Acórdão
APELAÇÃO CÍVEL Nº.
496.369-3, DE ANDIRÁ - VARA CÍVEL, FAMÍLIA E ANEXOS
Apelante : PEDRO
ANTONIO DUARTE
Apelado: ..............................
Relator: Des. LUIZ
CARLOS GABARDO
Revisor: Des. JUCIMAR
NOVOCHADLO
APELAÇÃO
CÍVEL. MEDIDA CAUTELAR DE SUSTAÇÃO DE PROTESTO. AÇÃO DECLARATÓRIA DE
INEXIGIBILIDADE DE TÍTULO. PROTESTO POR FALTA DE PAGAMENTO. ALEGAÇÃO DE
IMPOSSIBILIDADE. AUSÊNCIA DE ACEITE. INOVAÇÃO RECURSAL. NÃO CONHECIMENTO.
DUPLICATA. EMISSÃO. IRREGULARIDADE. OCORRÊNCIA. VINCULAÇÃO A MAIS DE UMA NOTA
FISCAL-FATURA. NULIDADE.
1.
As matérias não deduzidas no juízo singular não podem ser invocadas em sede
recursal, sob pena de ofensa ao duplo grau de jurisdição.
2. A
vinculação do título à fatura, imposta no § 2º do artigo 2º da Lei nº 5.474/68,
visa a evitar que a duplicata possa corresponder a mais de um negócio jurídico.
3. A
nota fiscal emitida com características de fatura é denominada de "nota
fiscal fatura" e está regulamentada no art. 19, § 7º, do Convênio de
criação do Sistema Nacional Integrado de Informações Econômico-Fiscais, s/nº de
15.12.70.
4.
Carece de validade, por falta de requisito essencial, a duplicata extraída em
decorrência de mais de uma nota fiscal fatura.
5.
Apelação parcialmente conhecida e, nesta parte, provida.

=== Material mostrado ===

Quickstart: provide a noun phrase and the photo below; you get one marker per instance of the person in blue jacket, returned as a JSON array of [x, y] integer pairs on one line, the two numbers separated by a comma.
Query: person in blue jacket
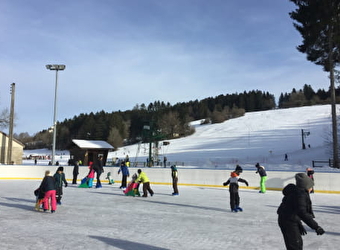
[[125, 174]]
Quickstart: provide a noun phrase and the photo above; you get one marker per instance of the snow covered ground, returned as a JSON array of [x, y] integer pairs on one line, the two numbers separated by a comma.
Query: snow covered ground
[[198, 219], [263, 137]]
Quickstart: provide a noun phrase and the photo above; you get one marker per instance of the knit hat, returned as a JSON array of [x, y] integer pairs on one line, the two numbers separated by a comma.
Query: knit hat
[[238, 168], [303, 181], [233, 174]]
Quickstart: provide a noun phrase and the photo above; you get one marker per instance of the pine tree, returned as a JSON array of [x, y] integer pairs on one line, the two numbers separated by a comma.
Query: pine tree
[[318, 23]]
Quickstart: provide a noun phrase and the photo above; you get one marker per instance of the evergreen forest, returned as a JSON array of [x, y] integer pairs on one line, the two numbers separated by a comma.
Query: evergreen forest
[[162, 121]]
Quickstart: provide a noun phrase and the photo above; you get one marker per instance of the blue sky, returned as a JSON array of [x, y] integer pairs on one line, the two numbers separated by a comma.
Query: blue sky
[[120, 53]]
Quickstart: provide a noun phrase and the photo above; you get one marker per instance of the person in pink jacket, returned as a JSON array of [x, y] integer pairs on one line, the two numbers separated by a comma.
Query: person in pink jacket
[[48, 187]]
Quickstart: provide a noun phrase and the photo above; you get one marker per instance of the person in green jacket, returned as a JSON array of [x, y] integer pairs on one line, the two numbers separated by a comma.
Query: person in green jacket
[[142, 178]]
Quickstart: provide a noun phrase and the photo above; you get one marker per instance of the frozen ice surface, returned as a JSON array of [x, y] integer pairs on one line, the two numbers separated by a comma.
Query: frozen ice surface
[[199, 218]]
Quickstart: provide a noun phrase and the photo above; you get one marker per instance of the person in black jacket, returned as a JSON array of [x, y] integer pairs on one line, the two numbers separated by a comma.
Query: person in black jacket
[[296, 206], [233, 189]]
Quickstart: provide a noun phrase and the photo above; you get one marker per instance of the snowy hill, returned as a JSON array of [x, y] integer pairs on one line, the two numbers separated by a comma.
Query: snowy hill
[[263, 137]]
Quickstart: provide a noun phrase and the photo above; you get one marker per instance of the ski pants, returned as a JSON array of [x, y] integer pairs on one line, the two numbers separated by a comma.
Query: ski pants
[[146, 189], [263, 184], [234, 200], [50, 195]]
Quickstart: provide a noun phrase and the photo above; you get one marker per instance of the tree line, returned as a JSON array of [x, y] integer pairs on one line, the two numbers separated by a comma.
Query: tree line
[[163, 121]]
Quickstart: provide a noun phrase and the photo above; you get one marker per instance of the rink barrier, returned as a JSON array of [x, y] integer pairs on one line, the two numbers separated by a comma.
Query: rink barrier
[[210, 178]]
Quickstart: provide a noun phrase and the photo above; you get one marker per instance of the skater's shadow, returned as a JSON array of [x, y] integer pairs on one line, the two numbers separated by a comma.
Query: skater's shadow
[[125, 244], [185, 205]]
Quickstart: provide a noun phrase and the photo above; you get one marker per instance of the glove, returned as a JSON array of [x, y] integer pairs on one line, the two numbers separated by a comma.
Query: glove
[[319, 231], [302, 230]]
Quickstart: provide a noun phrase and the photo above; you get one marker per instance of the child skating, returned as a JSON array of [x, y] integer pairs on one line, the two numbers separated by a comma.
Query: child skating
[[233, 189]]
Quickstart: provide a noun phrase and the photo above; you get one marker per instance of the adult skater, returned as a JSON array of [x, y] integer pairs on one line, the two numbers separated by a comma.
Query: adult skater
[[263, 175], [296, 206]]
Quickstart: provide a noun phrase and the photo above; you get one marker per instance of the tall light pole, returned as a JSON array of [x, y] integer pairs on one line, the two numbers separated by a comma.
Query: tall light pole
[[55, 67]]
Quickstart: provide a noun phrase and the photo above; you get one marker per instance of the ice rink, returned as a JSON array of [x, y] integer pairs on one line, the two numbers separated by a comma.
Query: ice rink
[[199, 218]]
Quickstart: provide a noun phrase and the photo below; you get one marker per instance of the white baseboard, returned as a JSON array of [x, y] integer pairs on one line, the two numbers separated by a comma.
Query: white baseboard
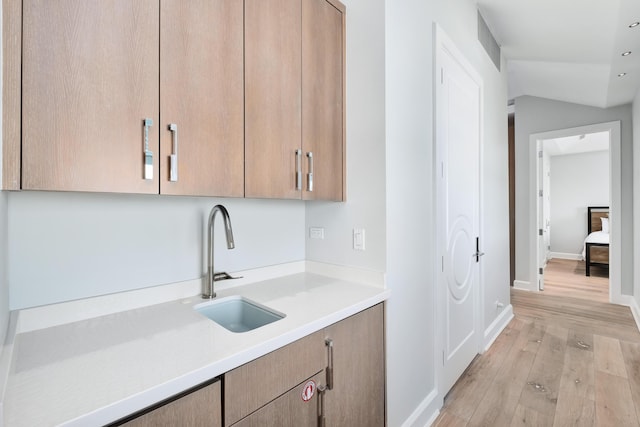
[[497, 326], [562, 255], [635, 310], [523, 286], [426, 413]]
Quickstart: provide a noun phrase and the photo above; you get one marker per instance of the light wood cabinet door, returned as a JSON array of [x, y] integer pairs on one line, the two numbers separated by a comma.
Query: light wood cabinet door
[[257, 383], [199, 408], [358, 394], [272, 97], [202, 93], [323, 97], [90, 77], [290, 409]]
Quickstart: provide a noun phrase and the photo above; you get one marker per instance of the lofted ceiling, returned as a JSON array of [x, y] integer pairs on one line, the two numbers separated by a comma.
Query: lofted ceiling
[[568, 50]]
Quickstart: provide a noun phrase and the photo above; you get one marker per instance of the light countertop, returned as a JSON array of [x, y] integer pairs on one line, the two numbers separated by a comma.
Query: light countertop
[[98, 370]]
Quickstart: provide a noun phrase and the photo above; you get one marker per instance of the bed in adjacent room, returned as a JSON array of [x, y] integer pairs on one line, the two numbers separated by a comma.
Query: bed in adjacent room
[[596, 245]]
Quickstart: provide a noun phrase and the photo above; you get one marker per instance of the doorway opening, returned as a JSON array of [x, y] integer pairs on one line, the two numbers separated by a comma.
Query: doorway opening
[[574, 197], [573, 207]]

=== Tarefa ===
Escreva o nome de cada pessoa citada no acórdão e diga qual é o papel dela no processo. Não é preciso usar os itens.

=== Resposta ===
- PEDRO ANTONIO DUARTE: Apelante
- LUIZ CARLOS GABARDO: Relator (Des.)
- JUCIMAR NOVOCHADLO: Revisor (Des.)